### Exercise goal
Could you give back the listing below exactly, every line included?

········

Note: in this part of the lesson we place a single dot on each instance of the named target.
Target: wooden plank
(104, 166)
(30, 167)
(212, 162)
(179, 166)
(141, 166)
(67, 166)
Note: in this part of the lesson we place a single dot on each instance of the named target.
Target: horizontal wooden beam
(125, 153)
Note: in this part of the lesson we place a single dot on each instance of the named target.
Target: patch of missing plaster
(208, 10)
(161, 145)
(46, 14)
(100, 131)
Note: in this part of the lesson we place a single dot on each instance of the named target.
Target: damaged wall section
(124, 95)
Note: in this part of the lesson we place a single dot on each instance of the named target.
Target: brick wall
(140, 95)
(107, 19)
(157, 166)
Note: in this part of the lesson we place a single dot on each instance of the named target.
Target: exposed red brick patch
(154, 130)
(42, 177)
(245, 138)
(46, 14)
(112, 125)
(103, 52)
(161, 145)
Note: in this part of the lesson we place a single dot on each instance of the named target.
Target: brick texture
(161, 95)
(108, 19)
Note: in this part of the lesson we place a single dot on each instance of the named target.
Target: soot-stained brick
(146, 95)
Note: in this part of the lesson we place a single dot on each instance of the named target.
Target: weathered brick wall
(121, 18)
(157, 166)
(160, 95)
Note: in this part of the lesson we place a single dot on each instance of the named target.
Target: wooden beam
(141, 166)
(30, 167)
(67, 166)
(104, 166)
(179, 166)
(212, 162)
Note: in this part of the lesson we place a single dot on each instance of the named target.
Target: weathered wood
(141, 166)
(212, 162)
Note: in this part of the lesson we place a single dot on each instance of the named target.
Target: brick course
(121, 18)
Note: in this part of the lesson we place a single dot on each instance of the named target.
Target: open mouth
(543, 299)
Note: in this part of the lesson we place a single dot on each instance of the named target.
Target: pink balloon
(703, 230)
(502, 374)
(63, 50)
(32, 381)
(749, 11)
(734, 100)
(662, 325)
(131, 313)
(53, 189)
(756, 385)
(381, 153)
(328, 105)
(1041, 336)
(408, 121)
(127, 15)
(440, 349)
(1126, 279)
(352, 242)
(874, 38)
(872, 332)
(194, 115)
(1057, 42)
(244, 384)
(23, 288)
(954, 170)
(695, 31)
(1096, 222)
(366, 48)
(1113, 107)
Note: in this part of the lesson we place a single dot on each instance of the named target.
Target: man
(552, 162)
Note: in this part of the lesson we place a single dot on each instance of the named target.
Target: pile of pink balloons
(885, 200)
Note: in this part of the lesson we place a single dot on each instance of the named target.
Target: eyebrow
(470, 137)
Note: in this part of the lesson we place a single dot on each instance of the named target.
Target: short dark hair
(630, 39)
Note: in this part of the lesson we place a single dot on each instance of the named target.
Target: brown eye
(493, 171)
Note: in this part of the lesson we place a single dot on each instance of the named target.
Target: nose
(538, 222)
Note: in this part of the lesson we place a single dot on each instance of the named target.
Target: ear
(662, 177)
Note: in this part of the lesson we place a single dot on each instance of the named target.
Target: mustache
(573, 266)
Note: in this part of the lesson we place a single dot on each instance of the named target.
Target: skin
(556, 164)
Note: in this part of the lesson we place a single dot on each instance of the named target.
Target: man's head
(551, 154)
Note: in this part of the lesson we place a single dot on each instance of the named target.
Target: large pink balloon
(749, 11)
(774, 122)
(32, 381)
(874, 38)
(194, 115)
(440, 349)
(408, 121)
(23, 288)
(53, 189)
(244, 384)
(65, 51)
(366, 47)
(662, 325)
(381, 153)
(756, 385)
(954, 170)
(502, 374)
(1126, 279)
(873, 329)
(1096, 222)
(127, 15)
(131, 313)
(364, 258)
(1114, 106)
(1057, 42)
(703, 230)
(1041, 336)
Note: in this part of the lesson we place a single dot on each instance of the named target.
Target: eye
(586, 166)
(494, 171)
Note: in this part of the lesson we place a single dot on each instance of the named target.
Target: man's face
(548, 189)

········

### Reply
Note: in this part of the lesson we place a single dot on each instance of the named target.
Target: wooden plank
(104, 166)
(30, 167)
(212, 162)
(179, 166)
(141, 166)
(67, 166)
Note: in this part of the lesson we place a single dot on each instance of the named target.
Target: horizontal wooden beam
(125, 153)
Note: in this part of the lesson we place a single dot on each instance of the named target.
Target: patch of missing plaster
(208, 10)
(161, 145)
(46, 14)
(100, 131)
Note: in this part of the lesson we place a single dot on each instance of the named target.
Target: damaged wall section
(124, 95)
Note: in this part of the lesson we place a single dot on each instance of the named target.
Target: brick wall
(140, 95)
(107, 19)
(157, 166)
Note: in this part of the lesson we place a single dot on each instance of the named target.
Target: exposed red brick patch
(154, 130)
(42, 177)
(245, 138)
(46, 14)
(112, 125)
(103, 52)
(161, 145)
Note: in this part of the lesson we place a single dot on each instance of the named target.
Target: brick texture
(161, 95)
(108, 19)
Note: in this part of the lesson we place a single dot on each instance of the named target.
Target: soot-stained brick
(146, 95)
Note: in this part of the lesson we place a single dot on each instance of the named target.
Target: weathered brick wall
(121, 18)
(157, 166)
(160, 95)
Note: in this part of the lesson we place a single dot on each instance of the named target.
Target: wooden beam
(141, 166)
(30, 167)
(67, 166)
(104, 166)
(179, 166)
(212, 162)
Note: in this part of the lesson we place a single dot on each instance of the named target.
Target: weathered wood
(141, 166)
(212, 162)
Note: in this part of the lesson we place a single dot on each instance of the named target.
Target: brick course
(121, 18)
Note: in this part of the lesson we place a single dot on each instance of the named target.
Target: open mouth
(543, 299)
Note: in this part of the lesson we place a single dot on each instance of the named target.
Target: pink balloon
(703, 230)
(502, 374)
(63, 50)
(32, 381)
(749, 11)
(734, 100)
(662, 325)
(131, 313)
(53, 189)
(756, 385)
(381, 153)
(328, 105)
(1041, 336)
(408, 121)
(127, 15)
(440, 349)
(1126, 279)
(352, 242)
(874, 38)
(872, 332)
(194, 115)
(1057, 42)
(244, 384)
(23, 288)
(954, 170)
(695, 31)
(1096, 222)
(366, 48)
(1113, 107)
Note: in this part of the lesson we place a single dot on each instance of the named target.
Target: man
(552, 162)
Note: in this part of the lesson we place a single dot on each instance of the named target.
Target: pile of pink balloons
(885, 200)
Note: in this part of the lesson we place a single dot on each instance of the named target.
Target: eyebrow
(470, 137)
Note: in this part of the lesson we place a single dot on each instance of the named target.
Target: short dark hair
(630, 39)
Note: in this part of the lesson we place a single dot on each instance of the named target.
Target: brown eye
(493, 171)
Note: in this part of the lesson we place a single dot on each instance of the named target.
Target: nose
(538, 222)
Note: in this part of the lesson we place a single dot on each instance of the named target.
Target: ear
(662, 177)
Note: in this part of the lesson we place a single dot on each instance of the named target.
Target: mustache
(573, 266)
Note: in this part of the lesson we place a single dot on each instance of the named target.
Target: skin
(556, 164)
Note: in this part of the lesson we place a single dot on each instance of the named target.
Target: man's head
(551, 154)
Note: in this part of the lesson we place a single dot on each instance of the named target.
Target: large pink balloon
(749, 11)
(774, 122)
(32, 381)
(874, 38)
(194, 115)
(440, 349)
(408, 121)
(23, 288)
(53, 189)
(244, 384)
(65, 51)
(366, 47)
(662, 325)
(381, 153)
(756, 385)
(954, 170)
(502, 374)
(1126, 279)
(873, 329)
(1096, 222)
(127, 15)
(131, 313)
(364, 258)
(1114, 106)
(1057, 42)
(703, 230)
(1041, 336)
Note: in this part of the lesson we place a single dot on each instance of the named target.
Target: eye
(586, 166)
(494, 171)
Note: in this part of the lesson we place a single dot on each instance of the named target.
Target: man's face
(548, 189)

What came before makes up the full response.